- _Exercise instructions_:
Reproduce verbatim the stretch of the records from the line containing "In this picture, where can the student in" through the final line, with both of those lines included.

- _Extracted material_:

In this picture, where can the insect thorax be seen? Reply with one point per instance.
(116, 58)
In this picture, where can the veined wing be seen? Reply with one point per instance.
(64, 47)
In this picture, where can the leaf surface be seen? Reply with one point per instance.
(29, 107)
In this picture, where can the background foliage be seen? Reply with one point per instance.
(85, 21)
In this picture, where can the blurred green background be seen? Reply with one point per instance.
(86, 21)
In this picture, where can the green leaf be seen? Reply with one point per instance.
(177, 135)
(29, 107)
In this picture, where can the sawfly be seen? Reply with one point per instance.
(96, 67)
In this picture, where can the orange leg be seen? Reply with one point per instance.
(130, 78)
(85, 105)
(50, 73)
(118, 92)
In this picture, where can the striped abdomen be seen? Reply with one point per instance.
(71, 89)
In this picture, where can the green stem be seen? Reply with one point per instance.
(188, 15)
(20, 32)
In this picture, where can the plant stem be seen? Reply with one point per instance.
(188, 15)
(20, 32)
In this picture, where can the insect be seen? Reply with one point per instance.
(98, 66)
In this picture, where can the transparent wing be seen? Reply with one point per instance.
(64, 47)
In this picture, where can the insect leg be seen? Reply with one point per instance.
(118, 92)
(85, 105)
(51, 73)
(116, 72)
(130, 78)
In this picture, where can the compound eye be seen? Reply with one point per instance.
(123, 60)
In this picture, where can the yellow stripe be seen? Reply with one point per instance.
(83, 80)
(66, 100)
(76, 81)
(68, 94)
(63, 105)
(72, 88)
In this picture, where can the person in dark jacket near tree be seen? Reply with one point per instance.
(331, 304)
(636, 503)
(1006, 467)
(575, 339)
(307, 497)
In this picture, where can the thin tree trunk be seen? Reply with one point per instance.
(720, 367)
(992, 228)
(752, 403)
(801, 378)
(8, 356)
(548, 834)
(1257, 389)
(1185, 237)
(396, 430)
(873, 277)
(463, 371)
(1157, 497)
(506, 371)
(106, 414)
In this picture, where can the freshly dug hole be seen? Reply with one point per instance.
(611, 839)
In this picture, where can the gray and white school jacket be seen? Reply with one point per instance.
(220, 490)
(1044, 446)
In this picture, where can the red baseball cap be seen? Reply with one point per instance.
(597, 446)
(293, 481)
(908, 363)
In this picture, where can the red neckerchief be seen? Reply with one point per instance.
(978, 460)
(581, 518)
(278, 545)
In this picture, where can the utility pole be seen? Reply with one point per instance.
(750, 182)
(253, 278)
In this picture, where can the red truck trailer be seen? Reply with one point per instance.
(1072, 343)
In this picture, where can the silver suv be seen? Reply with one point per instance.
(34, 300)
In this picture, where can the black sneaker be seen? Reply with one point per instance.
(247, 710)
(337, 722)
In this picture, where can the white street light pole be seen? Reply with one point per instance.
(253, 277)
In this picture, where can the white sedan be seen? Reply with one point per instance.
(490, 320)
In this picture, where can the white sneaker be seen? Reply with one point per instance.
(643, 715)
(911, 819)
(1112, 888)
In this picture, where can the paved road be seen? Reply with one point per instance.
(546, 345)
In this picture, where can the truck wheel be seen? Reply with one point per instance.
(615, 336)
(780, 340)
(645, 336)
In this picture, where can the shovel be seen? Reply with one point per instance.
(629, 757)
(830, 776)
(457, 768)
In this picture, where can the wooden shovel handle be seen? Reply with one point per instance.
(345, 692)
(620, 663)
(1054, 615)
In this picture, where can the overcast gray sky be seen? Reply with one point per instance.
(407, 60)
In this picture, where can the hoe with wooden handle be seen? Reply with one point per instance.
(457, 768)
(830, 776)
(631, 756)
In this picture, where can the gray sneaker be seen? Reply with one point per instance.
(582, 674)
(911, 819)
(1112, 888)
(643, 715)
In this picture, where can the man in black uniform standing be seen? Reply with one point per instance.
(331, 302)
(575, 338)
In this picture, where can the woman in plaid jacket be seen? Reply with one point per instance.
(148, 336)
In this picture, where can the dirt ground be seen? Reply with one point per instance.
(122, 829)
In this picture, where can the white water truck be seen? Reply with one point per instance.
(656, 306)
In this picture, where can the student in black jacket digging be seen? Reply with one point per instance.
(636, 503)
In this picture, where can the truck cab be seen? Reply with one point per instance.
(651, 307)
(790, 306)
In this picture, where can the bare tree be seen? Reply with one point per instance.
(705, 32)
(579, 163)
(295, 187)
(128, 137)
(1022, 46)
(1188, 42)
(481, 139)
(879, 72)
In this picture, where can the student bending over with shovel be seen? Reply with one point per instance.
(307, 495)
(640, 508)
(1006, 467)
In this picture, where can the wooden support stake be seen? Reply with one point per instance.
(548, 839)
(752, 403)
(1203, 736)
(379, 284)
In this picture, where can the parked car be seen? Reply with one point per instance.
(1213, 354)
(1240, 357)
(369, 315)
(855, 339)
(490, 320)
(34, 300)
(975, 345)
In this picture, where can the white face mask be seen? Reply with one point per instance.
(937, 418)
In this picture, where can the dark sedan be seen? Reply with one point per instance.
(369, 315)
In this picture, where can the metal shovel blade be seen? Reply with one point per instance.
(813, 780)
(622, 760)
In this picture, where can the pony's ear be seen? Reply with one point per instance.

- _Worked solution_:
In this picture, where can the student in black jacket digging be seen? Reply with one point per instance.
(636, 503)
In this picture, where can the truck cab be seen? Reply with one point per instance.
(651, 307)
(790, 306)
In this picture, where can the bare tree be seen? Reply with one point per instance.
(705, 32)
(579, 163)
(295, 187)
(128, 137)
(1022, 46)
(1188, 42)
(481, 139)
(879, 72)
In this picture, where can the student bending over with shovel be seen? Reply with one point per instance.
(307, 495)
(640, 508)
(1006, 467)
In this picture, where can the wooden support stake be seen? Reply with one point per instance.
(548, 839)
(752, 403)
(1203, 736)
(379, 284)
In this picture, where can the parked car be seen? Reply with one point per instance.
(1213, 354)
(1240, 357)
(369, 315)
(855, 339)
(490, 320)
(34, 300)
(975, 345)
In this picture, where can the white face mask be seen? Reply with one point per instance.
(937, 418)
In this picture, where can the dark sedan be seen? Reply with one point per instance.
(369, 315)
In this picture, where can the metal shovel blade be seen? Reply with one point per instance.
(813, 780)
(622, 760)
In this picture, where can the pony's ear be seen? Reply with one point per instance.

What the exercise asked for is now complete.